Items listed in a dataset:
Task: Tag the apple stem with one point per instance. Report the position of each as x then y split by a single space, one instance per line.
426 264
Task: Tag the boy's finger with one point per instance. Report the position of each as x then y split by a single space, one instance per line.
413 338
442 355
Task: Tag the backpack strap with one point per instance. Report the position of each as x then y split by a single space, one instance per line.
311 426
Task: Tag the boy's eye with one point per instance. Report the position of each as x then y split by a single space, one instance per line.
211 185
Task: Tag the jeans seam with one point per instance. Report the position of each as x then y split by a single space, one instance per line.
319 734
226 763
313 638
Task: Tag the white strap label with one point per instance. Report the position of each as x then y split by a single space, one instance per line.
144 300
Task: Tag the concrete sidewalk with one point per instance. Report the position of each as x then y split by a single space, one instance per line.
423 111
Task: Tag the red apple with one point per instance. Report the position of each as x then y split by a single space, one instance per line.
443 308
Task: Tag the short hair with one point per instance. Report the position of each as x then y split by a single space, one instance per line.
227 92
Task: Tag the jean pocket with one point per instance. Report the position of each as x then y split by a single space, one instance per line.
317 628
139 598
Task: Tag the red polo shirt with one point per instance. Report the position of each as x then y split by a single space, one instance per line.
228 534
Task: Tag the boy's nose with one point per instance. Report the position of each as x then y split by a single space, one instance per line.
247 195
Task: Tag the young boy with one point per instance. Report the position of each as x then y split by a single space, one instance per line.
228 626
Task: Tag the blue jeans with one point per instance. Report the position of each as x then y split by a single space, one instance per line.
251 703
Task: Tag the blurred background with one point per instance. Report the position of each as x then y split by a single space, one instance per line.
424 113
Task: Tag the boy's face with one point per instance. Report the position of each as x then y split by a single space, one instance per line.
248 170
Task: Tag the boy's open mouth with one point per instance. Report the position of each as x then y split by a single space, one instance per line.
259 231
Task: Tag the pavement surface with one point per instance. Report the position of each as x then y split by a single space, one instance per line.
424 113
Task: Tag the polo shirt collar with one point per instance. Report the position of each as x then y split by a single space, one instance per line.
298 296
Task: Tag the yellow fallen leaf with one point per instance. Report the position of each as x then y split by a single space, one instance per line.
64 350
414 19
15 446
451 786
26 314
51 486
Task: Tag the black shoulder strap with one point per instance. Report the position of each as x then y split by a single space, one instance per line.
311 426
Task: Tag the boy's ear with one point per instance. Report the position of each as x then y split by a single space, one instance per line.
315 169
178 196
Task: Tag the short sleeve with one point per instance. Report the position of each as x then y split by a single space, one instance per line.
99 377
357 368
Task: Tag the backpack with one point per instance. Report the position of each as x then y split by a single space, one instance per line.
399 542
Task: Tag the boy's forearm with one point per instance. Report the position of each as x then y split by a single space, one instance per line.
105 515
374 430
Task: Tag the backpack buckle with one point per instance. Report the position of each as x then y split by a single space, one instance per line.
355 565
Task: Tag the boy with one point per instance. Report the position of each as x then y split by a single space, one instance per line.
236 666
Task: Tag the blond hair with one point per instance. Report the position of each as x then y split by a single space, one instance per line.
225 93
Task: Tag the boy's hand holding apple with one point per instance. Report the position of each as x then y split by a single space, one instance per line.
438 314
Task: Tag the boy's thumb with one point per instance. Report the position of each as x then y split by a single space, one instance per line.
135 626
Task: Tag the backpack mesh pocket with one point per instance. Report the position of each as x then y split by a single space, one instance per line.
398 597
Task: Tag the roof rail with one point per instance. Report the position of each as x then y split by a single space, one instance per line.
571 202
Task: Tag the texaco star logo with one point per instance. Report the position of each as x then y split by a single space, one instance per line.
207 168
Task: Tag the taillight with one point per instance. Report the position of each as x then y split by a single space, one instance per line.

WHAT YOU NEED TO DO: Print all of the entries again, exactly as written.

WRITTEN ANSWER:
Task: Tag the apple stem with one point per instance. Report the position of each as x then y split by a single space, one instance per line.
426 264
Task: Tag the boy's finger with one point per instance. Report the position of each as x then y split by a single space, one instance per line.
413 338
442 355
Task: Tag the backpack strap with one point per instance. Report the position of each as x then y split by a single space, one instance per line.
311 426
Task: Tag the boy's eye with one point per instance. Report the position of each as x then y split by a single space, one instance per line.
211 185
Task: Tag the jeans seam with one point per instance. Report the position of each as x then y split by a single space, one instance per line.
319 734
226 763
313 638
Task: Tag the white strap label with one point per instance. Report the position of each as x then y split by a single space, one instance per line.
144 300
Task: Tag the concrete sidewalk with one point per instance. Report the position of each as x then y split by a single space, one instance per line.
423 111
Task: Tag the red apple with one point per instance. Report the position of each as x then y split by a single space, one instance per line.
443 308
Task: Tag the short hair with one point per instance. Report the position of each as x then y split by a single space, one instance per line.
227 92
Task: Tag the jean pocket with one point per instance. Report the position of each as x then y split by a single space, one instance per line.
317 628
139 598
Task: Tag the red polo shirt with one point per instance. Report the position of each as x then y split by a single space, one instance per line.
228 534
Task: Tag the boy's nose with one point per instance. Report the position of each as x then y split by a single space, one instance per line.
247 195
Task: Tag the young boy with one point per instance. Report the position of each as x then y split by a single space, one instance per line.
228 626
Task: Tag the blue jeans with one point per instance. Report the position of each as x then y split by a single space, one instance per line.
251 703
Task: Tag the blurred background with one point per instance. Report the position of each as x then y split by a single space, one instance per line.
424 113
Task: Tag the boy's face with one point per instance. Report the position of each as x then y split by a single space, one instance per line.
248 170
Task: Tag the boy's open mouth with one point per instance. Report the position of each as x then y split by a single space, one instance per line.
259 231
Task: Tag the pavement surface with one point per instance. Report the position of each as x then y split by a single space, one instance per line.
424 113
Task: Tag the polo shirt collar with one point per instance. Report the position of each as x then y split by a single space, one instance per line.
298 296
Task: Tag the yellow fallen leaf with one point per instance. Report the position of each as x then y split by a single space, one instance per line.
64 350
414 19
15 446
451 786
26 314
51 486
Task: Tag the black shoulder strap with one point per instance. Report the position of each as x then y split by a single space, one instance per line.
311 426
Task: Tag the boy's ear with one point per instance. Report the position of each as x then y split by a single space, one instance per line.
315 169
178 196
Task: Tag the short sleeve with one point per instance. Report the position of each as x then y split by a single space, one instance per line.
99 377
357 368
Task: Tag the backpack with one point per instance. Report the position of each as x then y split by a single space, one instance per line.
399 542
Task: Tag the boy's forearm with one point per instance. Report the position of each as x then y split by a single space, one instance per line.
105 515
374 430
Task: Tag the backpack buckle with one point per instance. Report the position of each as x then y split by a single space, one instance per line.
355 565
Task: Tag the boy with one point per instance. Report the position of each as x then y split by a single space, one instance per line.
236 666
Task: Tag the blond hair with one point per instance. Report the position of each as x then y split by a single space, one instance per line.
225 93
Task: Tag the boy's hand holding apple with one point per instance. Report the position of each as x then y split by a single space, one instance per line.
438 314
Task: Tag the boy's thumb with one point per instance. Report the position of each as x then y split by a single space, one instance per line.
135 626
Task: Tag the backpack mesh pocket with one point per instance. Report the position of each as x then y split by a single space, one instance per line.
398 597
Task: Tag the roof rail with one point per instance. Report the position of each as x then y split by a single space, one instance per line.
571 202
Task: Tag the texaco star logo with one point per instance. Report the position of each as x then y split by a single space, one instance per line.
207 168
Task: Tag the taillight with one point per instance. Report the position of each as x then y split by a single space, one instance per line.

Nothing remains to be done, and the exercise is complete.